■ TASK DIRECTIONS: Copy every entry below exactly, and keep out the pictures.

(Photo-based referring expression data)
[Start of Attachment]
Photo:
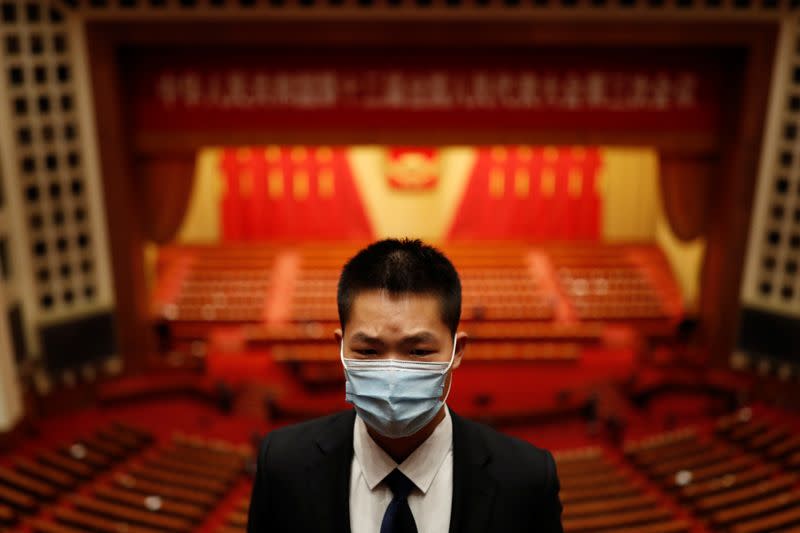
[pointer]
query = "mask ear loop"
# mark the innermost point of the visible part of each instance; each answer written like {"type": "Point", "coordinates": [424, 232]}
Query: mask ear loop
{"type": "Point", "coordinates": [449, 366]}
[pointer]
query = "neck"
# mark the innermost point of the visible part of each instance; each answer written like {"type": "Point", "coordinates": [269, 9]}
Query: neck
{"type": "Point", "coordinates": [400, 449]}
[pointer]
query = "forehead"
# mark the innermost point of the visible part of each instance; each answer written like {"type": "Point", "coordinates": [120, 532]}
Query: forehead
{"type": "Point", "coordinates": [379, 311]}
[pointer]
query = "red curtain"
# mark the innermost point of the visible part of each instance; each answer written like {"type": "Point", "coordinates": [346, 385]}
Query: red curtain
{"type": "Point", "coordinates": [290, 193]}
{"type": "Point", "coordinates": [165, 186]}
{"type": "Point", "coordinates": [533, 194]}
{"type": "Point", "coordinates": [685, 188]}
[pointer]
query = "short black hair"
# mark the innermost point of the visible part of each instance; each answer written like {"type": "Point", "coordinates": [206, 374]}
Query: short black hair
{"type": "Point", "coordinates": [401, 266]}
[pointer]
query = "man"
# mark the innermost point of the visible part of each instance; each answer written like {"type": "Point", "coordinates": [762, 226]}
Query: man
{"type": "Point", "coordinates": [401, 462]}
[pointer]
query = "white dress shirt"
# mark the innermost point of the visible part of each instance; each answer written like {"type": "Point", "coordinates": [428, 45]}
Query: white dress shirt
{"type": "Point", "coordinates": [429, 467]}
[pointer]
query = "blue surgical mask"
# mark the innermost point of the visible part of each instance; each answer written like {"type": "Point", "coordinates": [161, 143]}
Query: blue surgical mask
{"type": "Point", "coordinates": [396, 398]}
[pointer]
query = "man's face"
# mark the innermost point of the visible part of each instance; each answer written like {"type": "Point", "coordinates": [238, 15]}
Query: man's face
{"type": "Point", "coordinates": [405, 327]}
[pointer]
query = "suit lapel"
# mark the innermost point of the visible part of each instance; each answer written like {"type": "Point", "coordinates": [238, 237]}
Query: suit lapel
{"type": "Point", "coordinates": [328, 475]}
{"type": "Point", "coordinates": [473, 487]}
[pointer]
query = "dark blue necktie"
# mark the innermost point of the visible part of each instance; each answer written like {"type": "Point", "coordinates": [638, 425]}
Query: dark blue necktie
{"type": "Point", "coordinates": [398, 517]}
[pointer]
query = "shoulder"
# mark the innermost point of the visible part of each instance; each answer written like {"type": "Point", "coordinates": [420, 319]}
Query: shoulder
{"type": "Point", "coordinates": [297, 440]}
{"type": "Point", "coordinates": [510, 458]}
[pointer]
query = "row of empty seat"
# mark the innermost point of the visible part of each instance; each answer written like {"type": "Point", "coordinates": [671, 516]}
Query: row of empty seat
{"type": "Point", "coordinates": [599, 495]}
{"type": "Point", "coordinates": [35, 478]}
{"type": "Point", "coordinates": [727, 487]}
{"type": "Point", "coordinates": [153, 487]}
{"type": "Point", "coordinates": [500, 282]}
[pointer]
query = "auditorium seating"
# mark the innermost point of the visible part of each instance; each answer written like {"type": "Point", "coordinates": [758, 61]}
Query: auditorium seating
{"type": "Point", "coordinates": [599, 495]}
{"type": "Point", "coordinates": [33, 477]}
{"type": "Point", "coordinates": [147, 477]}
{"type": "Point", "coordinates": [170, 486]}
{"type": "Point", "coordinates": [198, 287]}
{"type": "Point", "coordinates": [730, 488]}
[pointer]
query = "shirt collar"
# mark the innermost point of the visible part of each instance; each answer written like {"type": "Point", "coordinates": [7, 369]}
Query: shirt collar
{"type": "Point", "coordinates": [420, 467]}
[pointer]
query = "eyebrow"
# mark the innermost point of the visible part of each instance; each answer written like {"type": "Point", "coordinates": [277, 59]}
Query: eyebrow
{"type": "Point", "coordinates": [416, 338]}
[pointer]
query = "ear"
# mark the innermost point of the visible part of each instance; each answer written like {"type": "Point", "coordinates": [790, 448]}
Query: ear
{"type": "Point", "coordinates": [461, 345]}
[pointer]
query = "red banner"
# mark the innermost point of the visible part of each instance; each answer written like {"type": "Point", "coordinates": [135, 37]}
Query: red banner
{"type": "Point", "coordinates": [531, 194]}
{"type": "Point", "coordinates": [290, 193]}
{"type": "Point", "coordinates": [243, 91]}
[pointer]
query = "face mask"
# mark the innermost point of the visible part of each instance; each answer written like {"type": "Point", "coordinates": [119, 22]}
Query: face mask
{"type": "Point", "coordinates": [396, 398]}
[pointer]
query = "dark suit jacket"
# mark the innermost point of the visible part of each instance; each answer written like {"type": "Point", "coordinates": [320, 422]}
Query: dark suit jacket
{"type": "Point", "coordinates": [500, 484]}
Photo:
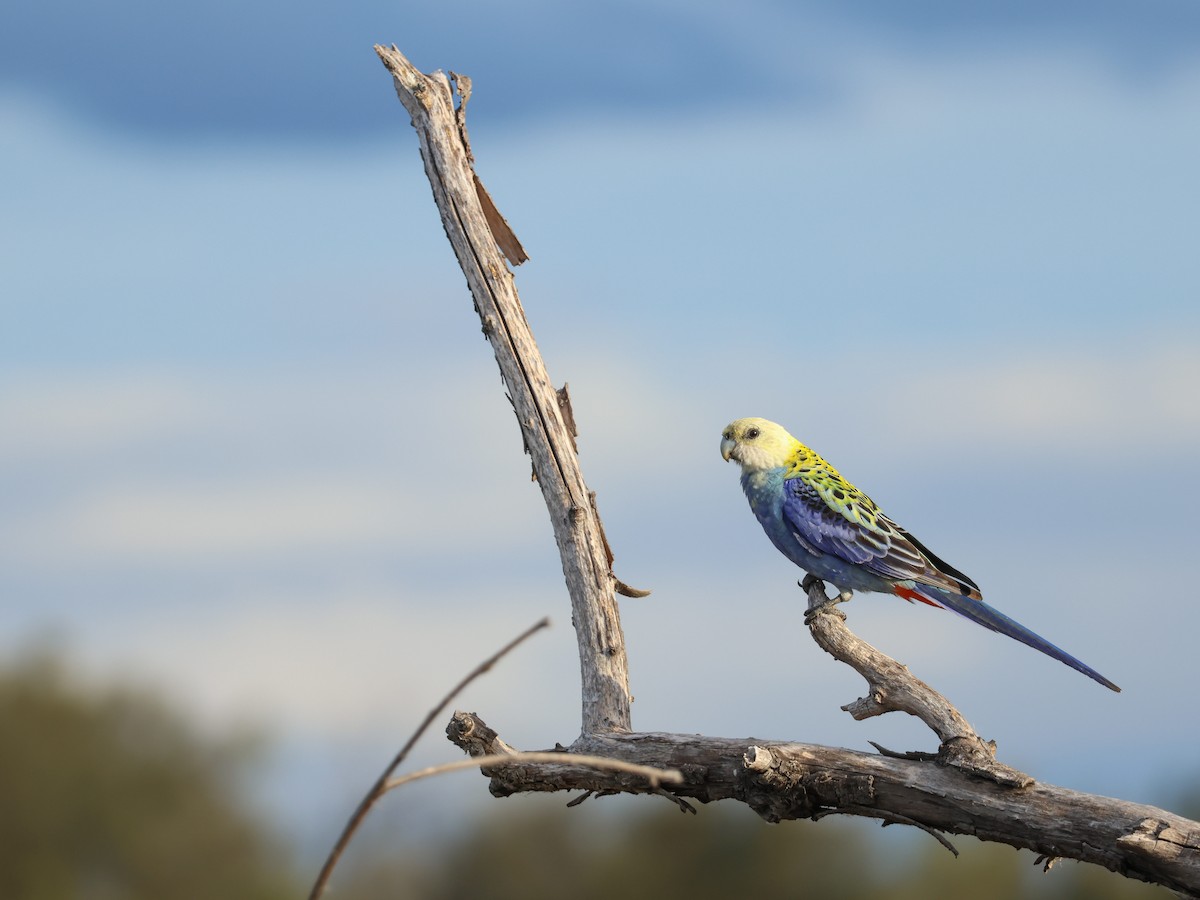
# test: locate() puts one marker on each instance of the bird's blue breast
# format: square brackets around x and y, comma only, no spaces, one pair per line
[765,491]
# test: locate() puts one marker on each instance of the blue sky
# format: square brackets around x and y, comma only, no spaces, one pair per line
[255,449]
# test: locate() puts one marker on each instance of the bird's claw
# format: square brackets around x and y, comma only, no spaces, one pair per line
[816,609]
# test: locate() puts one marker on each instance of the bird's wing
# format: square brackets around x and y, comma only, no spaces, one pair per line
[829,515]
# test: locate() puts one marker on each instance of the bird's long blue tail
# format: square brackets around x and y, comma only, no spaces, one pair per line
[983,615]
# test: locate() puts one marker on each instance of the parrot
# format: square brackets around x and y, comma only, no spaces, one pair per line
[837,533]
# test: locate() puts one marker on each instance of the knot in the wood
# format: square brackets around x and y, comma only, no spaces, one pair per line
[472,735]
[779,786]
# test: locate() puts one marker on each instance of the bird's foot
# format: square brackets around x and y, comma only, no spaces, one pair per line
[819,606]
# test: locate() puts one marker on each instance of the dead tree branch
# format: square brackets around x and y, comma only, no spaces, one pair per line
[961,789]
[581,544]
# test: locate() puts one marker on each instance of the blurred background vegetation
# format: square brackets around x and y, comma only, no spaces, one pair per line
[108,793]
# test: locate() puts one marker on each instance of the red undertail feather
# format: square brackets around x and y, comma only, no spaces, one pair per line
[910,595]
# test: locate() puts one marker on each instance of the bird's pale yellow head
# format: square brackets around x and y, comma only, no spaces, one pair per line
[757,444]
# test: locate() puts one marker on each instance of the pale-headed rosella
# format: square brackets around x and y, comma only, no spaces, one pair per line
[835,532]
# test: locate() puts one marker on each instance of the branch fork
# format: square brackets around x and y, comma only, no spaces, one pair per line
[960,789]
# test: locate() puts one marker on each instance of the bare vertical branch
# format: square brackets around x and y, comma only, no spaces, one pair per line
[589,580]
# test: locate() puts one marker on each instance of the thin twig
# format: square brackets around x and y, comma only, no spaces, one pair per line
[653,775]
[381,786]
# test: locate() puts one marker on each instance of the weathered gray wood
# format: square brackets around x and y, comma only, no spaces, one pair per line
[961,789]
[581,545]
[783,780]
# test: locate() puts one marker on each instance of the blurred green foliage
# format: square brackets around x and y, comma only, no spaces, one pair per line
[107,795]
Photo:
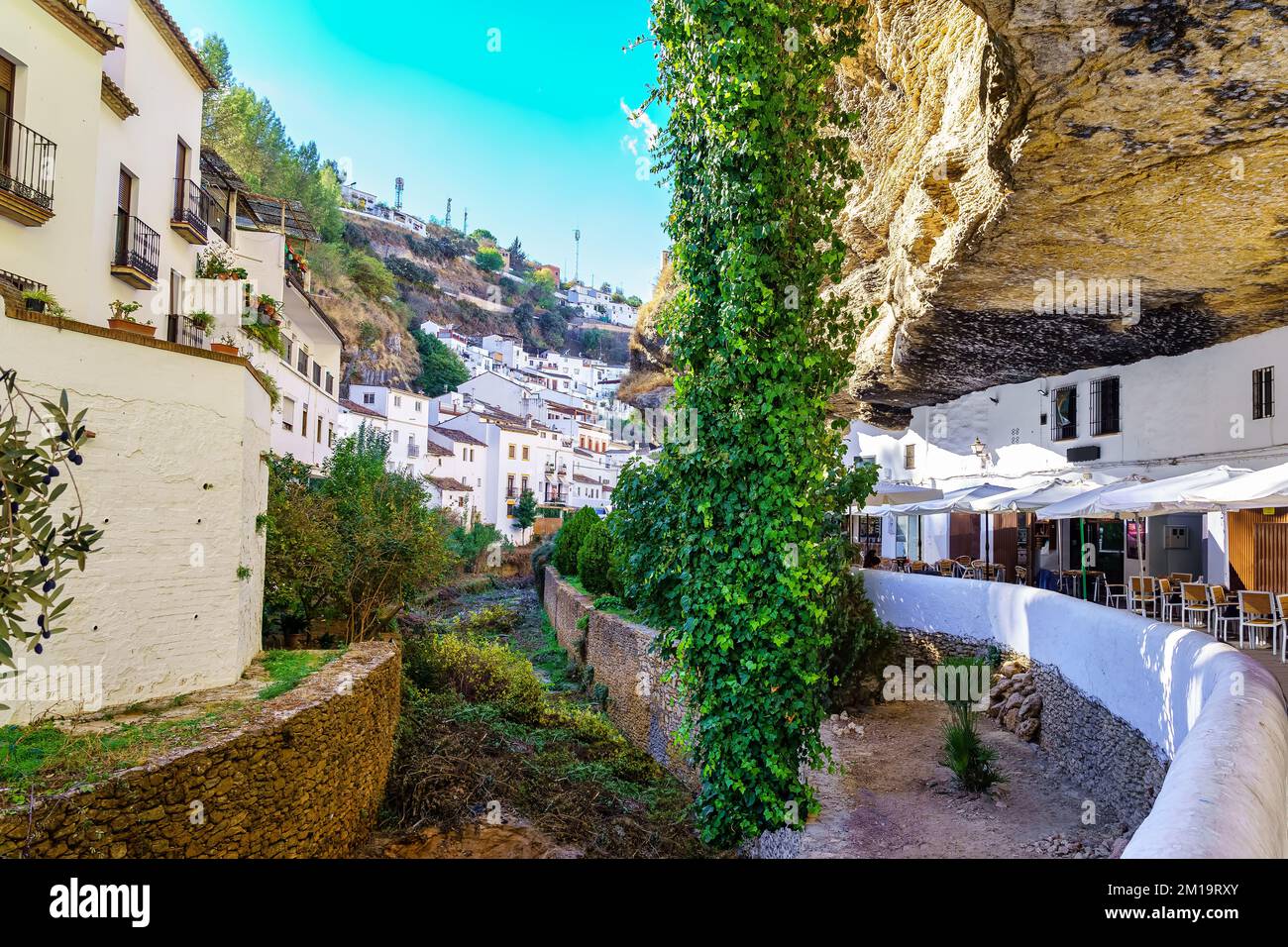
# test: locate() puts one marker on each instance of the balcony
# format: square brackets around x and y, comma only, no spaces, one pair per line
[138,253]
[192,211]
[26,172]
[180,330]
[End of Attachment]
■ ANSWER SECTION:
Photo:
[pointer]
query = "mask ear loop"
# mark the innermost point of the visible part of each instance; each answer written like {"type": "Point", "coordinates": [424, 232]}
Query: mask ear loop
{"type": "Point", "coordinates": [449, 366]}
[pointer]
query = "neck"
# mark the innermost point of the visible part of each instance; each answer written like {"type": "Point", "coordinates": [269, 9]}
Query: neck
{"type": "Point", "coordinates": [400, 449]}
[pointer]
query = "forehead"
# mark the innermost point of the visible part of each instance; each answer written like {"type": "Point", "coordinates": [120, 532]}
Query: forehead
{"type": "Point", "coordinates": [379, 311]}
[pointer]
query = "red curtain"
# mark the innermost point of the visible part of each instance; each answer written like {"type": "Point", "coordinates": [346, 385]}
Query: red curtain
{"type": "Point", "coordinates": [290, 193]}
{"type": "Point", "coordinates": [165, 186]}
{"type": "Point", "coordinates": [533, 194]}
{"type": "Point", "coordinates": [685, 188]}
[pointer]
query = "short black hair"
# mark the innermost point of the visible part of each instance; each answer written like {"type": "Point", "coordinates": [206, 374]}
Query: short black hair
{"type": "Point", "coordinates": [401, 266]}
[pointer]
query = "man"
# mark the innermost point of the visible part of each instance; each answer written like {"type": "Point", "coordinates": [762, 226]}
Query: man
{"type": "Point", "coordinates": [401, 462]}
[pointer]
query = "white dress shirt"
# mark the innermost point of the visible part of each instance; each answer written like {"type": "Point", "coordinates": [428, 45]}
Query: white dress shirt
{"type": "Point", "coordinates": [429, 467]}
[pointer]
query = "blue surgical mask"
# mark the innermost point of the visible part of each instance; each answer written like {"type": "Point", "coordinates": [161, 143]}
Query: blue surgical mask
{"type": "Point", "coordinates": [396, 398]}
[pointer]
query = "man's face"
# mark the innermost point of the visible part of each instance; each answer written like {"type": "Point", "coordinates": [238, 15]}
Query: man's face
{"type": "Point", "coordinates": [405, 327]}
[pointer]
query = "suit lapel"
# mark the innermost point of the visible part of each instance; each answer written like {"type": "Point", "coordinates": [238, 237]}
Query: suit lapel
{"type": "Point", "coordinates": [328, 475]}
{"type": "Point", "coordinates": [473, 487]}
[pointer]
query = "dark blue necktie"
# mark the innermost point of the visible part of each instance; each answer written like {"type": "Point", "coordinates": [638, 425]}
Query: dark blue necktie
{"type": "Point", "coordinates": [398, 517]}
[pointer]
query = "shoulder"
# mark the innermost point of the visible part of each instance; each answer written like {"type": "Point", "coordinates": [420, 319]}
Query: shoulder
{"type": "Point", "coordinates": [297, 440]}
{"type": "Point", "coordinates": [510, 458]}
[pointer]
query = "row of empty seat"
# mark the innermost point of the visible part of each instance; each answer written like {"type": "Point", "coordinates": [671, 516]}
Query: row of empty seat
{"type": "Point", "coordinates": [599, 495]}
{"type": "Point", "coordinates": [35, 478]}
{"type": "Point", "coordinates": [727, 487]}
{"type": "Point", "coordinates": [153, 487]}
{"type": "Point", "coordinates": [500, 282]}
[pointer]
query = "auditorium seating"
# mark the innermost point of the visible part of each instance; each answer written like {"type": "Point", "coordinates": [758, 61]}
Query: auditorium seating
{"type": "Point", "coordinates": [599, 495]}
{"type": "Point", "coordinates": [33, 477]}
{"type": "Point", "coordinates": [147, 477]}
{"type": "Point", "coordinates": [170, 486]}
{"type": "Point", "coordinates": [198, 287]}
{"type": "Point", "coordinates": [730, 488]}
[pointer]
query = "shirt collar"
# mark the innermost point of the visible part of each instance; each answer written like {"type": "Point", "coordinates": [7, 369]}
Query: shirt collar
{"type": "Point", "coordinates": [420, 467]}
[pointer]
query = "eyebrow"
# mark the innermost point of the visible part of each instance; each answer written like {"type": "Point", "coordinates": [277, 59]}
Query: eyebrow
{"type": "Point", "coordinates": [416, 338]}
[pointer]
query = "ear"
# mark the innermost point of the visible part of each instance; each answer written like {"type": "Point", "coordinates": [790, 448]}
Query: ear
{"type": "Point", "coordinates": [461, 345]}
[pointer]
query = "red banner"
# mark the innermost point of the visible part of each instance; each answer written like {"type": "Point", "coordinates": [135, 37]}
Query: red banner
{"type": "Point", "coordinates": [531, 194]}
{"type": "Point", "coordinates": [290, 193]}
{"type": "Point", "coordinates": [243, 91]}
[pointer]
query = "face mask"
# mark the innermost point of the visible part of each instance; each answer written like {"type": "Point", "coordinates": [119, 22]}
Query: face mask
{"type": "Point", "coordinates": [396, 398]}
[pointer]
query = "dark suit jacket"
# mark the innermost point of the visible part of each instance; each answer written like {"type": "Point", "coordinates": [320, 422]}
Query: dark suit jacket
{"type": "Point", "coordinates": [500, 484]}
Photo:
# test: locate() puts one marker on each instance of the bird's blue breast
# format: square brackets around x and y, comma only, no spaces, one pair per line
[765,491]
# test: locate() puts one marker on each instance of the blue sky
# format: square brackets around x and y, comma only, no spaces, one pair per line
[255,449]
# test: locate() puts one marker on each instance of the bird's claw
# format: square brackets around x and y, comma only, no spaces, one pair per line
[816,609]
# test: locate() puts one marker on each instance of the bird's wing
# format: square brackets around x and y, comma only, no spaces, one pair per line
[829,515]
# test: locate() puts one marker on each instance of the bird's long blue tail
# format: square brackets around x and y, comma only, no spaces, one pair per line
[983,615]
# test: locate() puts one marker on each instance of the parrot
# format: square brackets around x and y, comma only, no spaces, one pair per line
[837,533]
# test: locate() puts one marker on each instance of the knot in the wood
# format: square brackets around x and y, comma only, no spaces, one pair per line
[472,735]
[779,786]
# test: locate() puts one marker on each instance of the bird's foot
# format: square brackets around x and y, comma only, no spaces, one pair per line
[819,606]
# test: locate() puts one marker on each instance of the dead tree branch
# format: square brackets around x and y, comma only, no spaces, one pair per line
[961,789]
[581,544]
# test: locate() puts one marker on each instance of the blurred background vegetation
# format: square brackets around x and y, comma only, no spaces, one pair per line
[108,793]
# test: locate() puts one marker on each instance of the red undertail feather
# format: square brackets around x and y, comma only, no spaces, one pair per line
[910,595]
# test: locate() puts one marker on each instance of the bird's pale yellow head
# format: square brackets around x and y, comma only, no spaces, one pair per line
[757,444]
# test: locate() puts one marker on each instance of the pale-headed rosella
# format: square brackets around x and y, comma only, no spaces, one pair per line
[835,532]
# test: locate() puts one marker on each instance of the branch fork
# format: square brackets around x and y, comma only, no spaces, one pair per line
[960,789]
# test: locate() puts one marker on each instance of the bare vertical branch
# format: square brackets around x and y, comma only, no spaces, one pair per line
[589,580]
# test: locate() puts one marker on each instance of the thin twig
# format: square brackets around x and y, comma only, no spaces, one pair per line
[653,775]
[381,786]
# test: locate() puts one marker on each instance of the weathered gray wood
# format: square brackets around x and y, comma only, no spaces, one pair per line
[961,789]
[581,545]
[783,780]
# test: locate() puts one marker on each instance of the blurred green foliage
# format: square brackets around x and y, comma only, no spaces, one pair per line
[107,795]
Photo:
# test: locate() puts one marker on each instance of the balcony
# format: square brackets around x and y, comma only, no spaces, one pair per line
[138,253]
[192,211]
[26,172]
[180,330]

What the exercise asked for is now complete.